**TASK INPUTS**
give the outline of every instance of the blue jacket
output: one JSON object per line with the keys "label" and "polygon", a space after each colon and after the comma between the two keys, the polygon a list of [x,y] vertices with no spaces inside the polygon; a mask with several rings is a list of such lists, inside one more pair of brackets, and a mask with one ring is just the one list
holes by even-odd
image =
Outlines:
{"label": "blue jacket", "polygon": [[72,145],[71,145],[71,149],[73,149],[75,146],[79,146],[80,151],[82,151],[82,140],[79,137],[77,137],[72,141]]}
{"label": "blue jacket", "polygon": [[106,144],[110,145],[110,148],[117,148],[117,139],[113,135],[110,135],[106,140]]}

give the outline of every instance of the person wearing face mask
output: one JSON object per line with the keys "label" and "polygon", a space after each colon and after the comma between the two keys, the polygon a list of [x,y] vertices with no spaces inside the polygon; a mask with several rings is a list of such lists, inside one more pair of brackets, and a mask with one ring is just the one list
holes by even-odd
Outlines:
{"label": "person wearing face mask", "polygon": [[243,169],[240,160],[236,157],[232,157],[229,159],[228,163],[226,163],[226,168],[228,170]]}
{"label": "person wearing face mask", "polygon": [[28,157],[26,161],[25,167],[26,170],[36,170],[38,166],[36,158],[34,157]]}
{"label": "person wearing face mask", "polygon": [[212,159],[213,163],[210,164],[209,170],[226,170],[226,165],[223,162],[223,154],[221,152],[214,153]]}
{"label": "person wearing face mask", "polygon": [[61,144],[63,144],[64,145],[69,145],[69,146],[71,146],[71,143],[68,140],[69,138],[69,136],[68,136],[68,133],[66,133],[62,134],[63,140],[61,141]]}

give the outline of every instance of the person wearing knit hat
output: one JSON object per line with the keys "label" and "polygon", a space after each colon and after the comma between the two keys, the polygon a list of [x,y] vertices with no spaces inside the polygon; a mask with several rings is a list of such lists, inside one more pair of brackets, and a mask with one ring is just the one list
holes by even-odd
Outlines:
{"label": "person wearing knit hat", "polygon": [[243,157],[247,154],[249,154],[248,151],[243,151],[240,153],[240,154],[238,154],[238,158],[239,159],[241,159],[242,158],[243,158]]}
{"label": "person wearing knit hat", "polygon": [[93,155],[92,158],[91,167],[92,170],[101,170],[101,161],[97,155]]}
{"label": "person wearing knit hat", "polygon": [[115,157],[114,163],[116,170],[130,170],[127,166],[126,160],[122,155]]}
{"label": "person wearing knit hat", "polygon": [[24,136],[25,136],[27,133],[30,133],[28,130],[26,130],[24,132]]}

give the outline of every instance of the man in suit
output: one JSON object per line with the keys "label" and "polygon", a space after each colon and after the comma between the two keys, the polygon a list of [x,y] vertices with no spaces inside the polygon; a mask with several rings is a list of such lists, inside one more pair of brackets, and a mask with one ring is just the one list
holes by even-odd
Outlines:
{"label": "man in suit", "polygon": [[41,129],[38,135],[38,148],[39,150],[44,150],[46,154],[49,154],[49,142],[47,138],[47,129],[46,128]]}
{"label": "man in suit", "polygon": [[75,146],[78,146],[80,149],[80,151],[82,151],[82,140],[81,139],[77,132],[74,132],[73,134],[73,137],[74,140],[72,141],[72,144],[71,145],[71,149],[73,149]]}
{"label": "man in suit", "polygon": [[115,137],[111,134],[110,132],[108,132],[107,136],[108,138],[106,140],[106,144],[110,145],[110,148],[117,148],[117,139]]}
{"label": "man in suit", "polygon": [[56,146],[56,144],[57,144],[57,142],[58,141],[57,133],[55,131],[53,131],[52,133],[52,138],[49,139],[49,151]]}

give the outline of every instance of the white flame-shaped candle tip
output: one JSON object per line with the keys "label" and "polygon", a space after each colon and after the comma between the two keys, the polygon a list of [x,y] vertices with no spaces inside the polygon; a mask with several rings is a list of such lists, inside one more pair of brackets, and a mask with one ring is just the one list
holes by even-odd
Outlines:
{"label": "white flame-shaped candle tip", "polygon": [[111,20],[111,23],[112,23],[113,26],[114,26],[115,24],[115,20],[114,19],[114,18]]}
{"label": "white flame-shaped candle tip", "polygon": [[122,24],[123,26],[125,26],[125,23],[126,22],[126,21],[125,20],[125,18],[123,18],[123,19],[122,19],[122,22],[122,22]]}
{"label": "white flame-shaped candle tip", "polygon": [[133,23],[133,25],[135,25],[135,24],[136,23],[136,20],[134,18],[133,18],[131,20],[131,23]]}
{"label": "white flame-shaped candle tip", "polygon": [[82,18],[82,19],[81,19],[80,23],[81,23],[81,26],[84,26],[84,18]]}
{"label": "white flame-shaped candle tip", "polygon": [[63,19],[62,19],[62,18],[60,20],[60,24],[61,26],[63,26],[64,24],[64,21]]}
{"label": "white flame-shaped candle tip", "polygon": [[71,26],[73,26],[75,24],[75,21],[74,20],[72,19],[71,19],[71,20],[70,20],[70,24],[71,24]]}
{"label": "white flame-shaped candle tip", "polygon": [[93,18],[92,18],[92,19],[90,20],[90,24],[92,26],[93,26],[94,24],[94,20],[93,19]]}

**STATED PROBLEM**
Repeat each entry word for word.

**SOLUTION FOR THIS PROBLEM**
give the outline of every instance of the blue jacket
output: one JSON object per line with the keys "label" and "polygon", a space after each colon and after the comma between the two keys, the polygon a list of [x,y] vertices with no spaces inside the polygon; a mask with several rings is a list of such lists, inside one more pair of brackets, and a mask with one ring is just the one list
holes by even-odd
image =
Outlines:
{"label": "blue jacket", "polygon": [[72,145],[71,145],[71,149],[73,149],[75,146],[79,146],[80,151],[82,151],[82,140],[79,137],[77,137],[72,141]]}
{"label": "blue jacket", "polygon": [[106,144],[110,145],[110,148],[117,148],[117,139],[113,135],[110,135],[106,140]]}

give the outline of every instance of the person wearing face mask
output: one JSON object per line with the keys "label" and "polygon", a space after each colon and after the comma between the two keys, the polygon a list of [x,y] vertices with no spaces inside the polygon; a mask with several rings is a list of such lists, inside one more pair of brackets, and a mask with one ring is just the one list
holes by even-odd
Outlines:
{"label": "person wearing face mask", "polygon": [[243,169],[240,160],[236,157],[232,157],[229,159],[228,163],[226,163],[226,168],[228,170]]}
{"label": "person wearing face mask", "polygon": [[28,157],[26,161],[25,167],[26,170],[36,170],[38,166],[36,158],[34,157]]}
{"label": "person wearing face mask", "polygon": [[212,159],[213,163],[210,164],[209,170],[226,170],[226,165],[223,162],[223,154],[221,152],[214,153]]}
{"label": "person wearing face mask", "polygon": [[61,144],[63,144],[64,145],[69,145],[69,146],[71,146],[71,143],[68,140],[69,138],[69,136],[68,136],[68,133],[66,133],[62,134],[63,140],[61,141]]}

give the outline of every instance of the person wearing knit hat
output: one JSON object per line with the keys "label" and "polygon", a space after each colon and after the comma between the two keys, the polygon a list of [x,y] vertices with no spaces inside the polygon; a mask with several rings is a list of such lists, inside one more pair of brackets, and a mask with one ring is just the one list
holes by even-odd
Outlines:
{"label": "person wearing knit hat", "polygon": [[243,157],[247,154],[249,154],[248,151],[243,151],[240,153],[240,154],[238,154],[238,158],[239,159],[241,159],[242,158],[243,158]]}
{"label": "person wearing knit hat", "polygon": [[93,155],[92,158],[91,167],[92,170],[101,170],[101,161],[97,155]]}
{"label": "person wearing knit hat", "polygon": [[115,157],[114,163],[116,170],[130,170],[127,166],[126,160],[122,155]]}
{"label": "person wearing knit hat", "polygon": [[24,136],[25,136],[27,133],[30,133],[28,130],[26,130],[24,132]]}

give the outline of every instance of the man in suit
output: one JSON object per line with the keys "label" and "polygon", a space after each colon and after the comma between the two keys, the polygon a list of [x,y] vertices with no spaces inside the polygon; a mask with several rings is a list of such lists, inside one more pair of brackets, and a mask with one ring is just the one list
holes by even-odd
Outlines:
{"label": "man in suit", "polygon": [[41,129],[38,135],[38,148],[39,150],[44,150],[46,154],[49,154],[49,142],[47,138],[47,129],[46,128]]}
{"label": "man in suit", "polygon": [[75,146],[78,146],[80,149],[80,151],[82,151],[82,140],[81,139],[77,132],[74,132],[73,134],[73,137],[74,140],[72,141],[72,144],[71,145],[71,149],[73,149]]}
{"label": "man in suit", "polygon": [[115,137],[111,134],[110,132],[108,132],[107,136],[108,138],[106,140],[106,144],[110,145],[110,148],[117,148],[117,139]]}
{"label": "man in suit", "polygon": [[56,146],[56,144],[57,144],[57,142],[58,141],[57,133],[55,131],[53,131],[52,133],[52,138],[49,139],[49,151]]}

give the outline of every instance of the white flame-shaped candle tip
output: one JSON object per line with the keys "label" and "polygon", a space after each colon and after the comma between the two keys, the polygon a list of [x,y] vertices with no spaces inside the polygon; a mask with several rings is a list of such lists, inside one more pair of brackets, and a mask with one ring is just the one list
holes by even-odd
Outlines:
{"label": "white flame-shaped candle tip", "polygon": [[111,20],[111,23],[112,23],[113,26],[114,26],[115,24],[115,20],[114,19],[114,18]]}
{"label": "white flame-shaped candle tip", "polygon": [[122,24],[123,26],[125,26],[125,23],[126,22],[126,21],[125,20],[125,18],[123,18],[123,19],[122,19],[122,22],[122,22]]}
{"label": "white flame-shaped candle tip", "polygon": [[133,23],[133,25],[135,25],[135,24],[136,23],[136,20],[134,18],[133,18],[131,20],[131,23]]}
{"label": "white flame-shaped candle tip", "polygon": [[82,18],[82,19],[81,19],[80,23],[81,23],[81,26],[84,26],[84,18]]}
{"label": "white flame-shaped candle tip", "polygon": [[63,19],[62,19],[62,18],[60,20],[60,24],[61,26],[63,26],[64,24],[64,21]]}
{"label": "white flame-shaped candle tip", "polygon": [[71,26],[73,26],[75,24],[75,21],[74,20],[72,19],[71,19],[71,20],[70,20],[70,24],[71,24]]}
{"label": "white flame-shaped candle tip", "polygon": [[93,18],[92,18],[92,19],[90,20],[90,24],[92,26],[93,26],[94,24],[94,20],[93,19]]}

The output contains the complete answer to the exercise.